GIVEN EXERCISE: Pick out and copy every line of the records below that contains the string "trace". Case counts when matching.

SUPPLIED DATA:
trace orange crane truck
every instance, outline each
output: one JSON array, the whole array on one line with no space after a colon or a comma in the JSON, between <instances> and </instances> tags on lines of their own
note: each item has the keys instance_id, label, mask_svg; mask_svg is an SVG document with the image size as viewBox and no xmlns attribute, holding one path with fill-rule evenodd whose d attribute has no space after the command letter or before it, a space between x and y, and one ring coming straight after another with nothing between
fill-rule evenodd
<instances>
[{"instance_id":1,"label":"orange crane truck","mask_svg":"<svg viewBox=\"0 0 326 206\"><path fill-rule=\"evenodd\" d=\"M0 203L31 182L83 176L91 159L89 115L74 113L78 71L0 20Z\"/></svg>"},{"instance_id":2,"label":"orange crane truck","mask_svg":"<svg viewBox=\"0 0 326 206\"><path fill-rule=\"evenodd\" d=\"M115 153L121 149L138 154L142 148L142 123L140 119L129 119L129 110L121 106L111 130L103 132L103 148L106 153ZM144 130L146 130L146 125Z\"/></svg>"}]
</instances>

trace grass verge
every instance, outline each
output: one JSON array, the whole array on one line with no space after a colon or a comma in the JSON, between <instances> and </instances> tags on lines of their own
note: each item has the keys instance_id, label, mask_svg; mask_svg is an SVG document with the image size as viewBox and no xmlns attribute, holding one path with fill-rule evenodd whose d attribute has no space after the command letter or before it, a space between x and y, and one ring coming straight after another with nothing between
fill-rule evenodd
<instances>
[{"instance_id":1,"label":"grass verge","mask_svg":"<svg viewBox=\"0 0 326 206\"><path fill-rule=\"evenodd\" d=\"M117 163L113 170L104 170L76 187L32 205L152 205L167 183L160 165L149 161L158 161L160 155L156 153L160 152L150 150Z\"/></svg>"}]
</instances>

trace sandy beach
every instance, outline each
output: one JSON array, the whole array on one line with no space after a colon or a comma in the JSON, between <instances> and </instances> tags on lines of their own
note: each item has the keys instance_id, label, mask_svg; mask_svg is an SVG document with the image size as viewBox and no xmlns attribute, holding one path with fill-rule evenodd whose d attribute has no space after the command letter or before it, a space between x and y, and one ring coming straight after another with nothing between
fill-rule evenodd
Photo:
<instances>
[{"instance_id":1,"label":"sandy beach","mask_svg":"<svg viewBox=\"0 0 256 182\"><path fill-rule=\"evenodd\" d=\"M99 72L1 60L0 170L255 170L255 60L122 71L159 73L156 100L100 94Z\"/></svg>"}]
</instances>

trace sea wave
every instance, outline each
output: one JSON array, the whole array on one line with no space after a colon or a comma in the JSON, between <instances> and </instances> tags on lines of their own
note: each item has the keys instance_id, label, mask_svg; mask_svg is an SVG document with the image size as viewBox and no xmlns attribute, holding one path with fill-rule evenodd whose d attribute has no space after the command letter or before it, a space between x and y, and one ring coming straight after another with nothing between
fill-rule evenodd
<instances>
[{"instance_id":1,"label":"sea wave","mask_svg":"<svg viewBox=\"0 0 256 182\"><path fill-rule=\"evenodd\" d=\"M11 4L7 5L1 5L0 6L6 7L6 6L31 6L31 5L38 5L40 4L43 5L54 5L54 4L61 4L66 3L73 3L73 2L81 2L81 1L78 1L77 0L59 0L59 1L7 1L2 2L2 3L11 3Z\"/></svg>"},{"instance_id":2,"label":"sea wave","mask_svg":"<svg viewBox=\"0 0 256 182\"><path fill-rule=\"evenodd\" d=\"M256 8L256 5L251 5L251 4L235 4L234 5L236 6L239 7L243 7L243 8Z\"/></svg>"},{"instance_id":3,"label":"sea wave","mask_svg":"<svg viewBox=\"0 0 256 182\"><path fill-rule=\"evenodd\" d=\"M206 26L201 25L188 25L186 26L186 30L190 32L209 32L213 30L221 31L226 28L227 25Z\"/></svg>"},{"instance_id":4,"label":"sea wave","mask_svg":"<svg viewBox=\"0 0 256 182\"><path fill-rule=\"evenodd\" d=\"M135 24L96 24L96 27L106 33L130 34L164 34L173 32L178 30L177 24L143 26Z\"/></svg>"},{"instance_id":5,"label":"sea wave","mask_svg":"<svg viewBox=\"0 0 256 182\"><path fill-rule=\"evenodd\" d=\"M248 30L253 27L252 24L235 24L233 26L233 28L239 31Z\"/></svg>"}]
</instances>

THE ANSWER:
trace orange crane truck
trace grass verge
trace sandy beach
trace sea wave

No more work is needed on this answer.